TASK STATEMENT:
Reproduce, word for word, the full forum thread below about a hum on the audio after a TiVo hard drive upgrade.

DOCUMENT SECTION:
========
# Tivo2 upgrade - Hum on audio now



## grahamg (Aug 18, 2006)

I am pleased to say that I have added a 2nd 250gb drive to my 40gb Tivo. It was very easy to do and works great. Thanks to the guidlines on this Forum.

However I now notice that there is a small, but irritating 60hz main hum on my surround sound system bass speaker which was not there before I added the 2nd drive.

I suspect that the extra hard drive is taxing the power supply and causing the supply to rails have more AC ripple on them than before and that is getting into the Tivo's audio channels.

Is this a known problem, can I add more smoothing capacity somewhere in the Tivo to kill the 60hz hum?

Thanks.


----------



## Seattle (Dec 13, 2001)

Sounds like a ground loop problem. Are all to connections secure? Is the TiVo plugged in to a different outlet?


----------



## litzdog911 (Oct 18, 2002)

How are the Tivo's audio outputs connected to your TV and/or AV Receiver? 

Also, try temporarily disconnecting Tivo's cable/antenna input cable and playing back a recording. Is the hum gone?
========
RAW RECORDS:
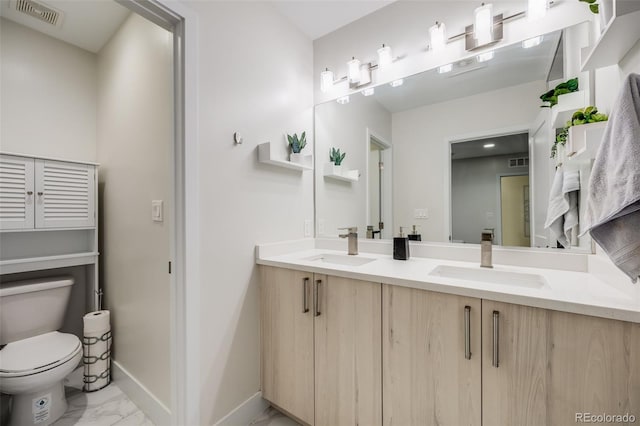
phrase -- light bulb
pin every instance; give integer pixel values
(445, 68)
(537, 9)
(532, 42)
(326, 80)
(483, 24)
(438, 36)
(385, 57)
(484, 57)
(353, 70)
========
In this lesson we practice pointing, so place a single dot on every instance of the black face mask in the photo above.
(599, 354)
========
REPLY TO THE EXERCISE:
# Tivo2 upgrade - Hum on audio now



## grahamg (Aug 18, 2006)

I am pleased to say that I have added a 2nd 250gb drive to my 40gb Tivo. It was very easy to do and works great. Thanks to the guidlines on this Forum.

However I now notice that there is a small, but irritating 60hz main hum on my surround sound system bass speaker which was not there before I added the 2nd drive.

I suspect that the extra hard drive is taxing the power supply and causing the supply to rails have more AC ripple on them than before and that is getting into the Tivo's audio channels.

Is this a known problem, can I add more smoothing capacity somewhere in the Tivo to kill the 60hz hum?

Thanks.


----------



## Seattle (Dec 13, 2001)

Sounds like a ground loop problem. Are all to connections secure? Is the TiVo plugged in to a different outlet?


----------



## litzdog911 (Oct 18, 2002)

How are the Tivo's audio outputs connected to your TV and/or AV Receiver? 

Also, try temporarily disconnecting Tivo's cable/antenna input cable and playing back a recording. Is the hum gone?